# [Exercise prompt]
With the line containing "If you could mark the pink" as the first line and the last line of the records as the final one, reproduce that range exactly.

# [Input records]
_ _ _ _ _

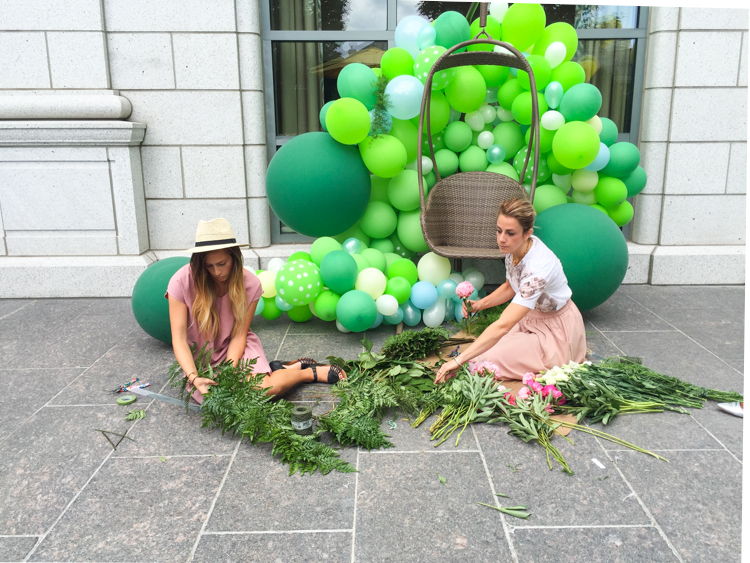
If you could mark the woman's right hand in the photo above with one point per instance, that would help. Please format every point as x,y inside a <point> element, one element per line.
<point>202,384</point>
<point>475,307</point>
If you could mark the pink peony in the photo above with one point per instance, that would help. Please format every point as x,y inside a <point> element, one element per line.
<point>464,290</point>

_ _ _ _ _

# [Answer to this exercise]
If you could mark the pink peony in the photo above with one point per instance, that would help. Please format every point as x,y inside a <point> element, one element per line.
<point>464,290</point>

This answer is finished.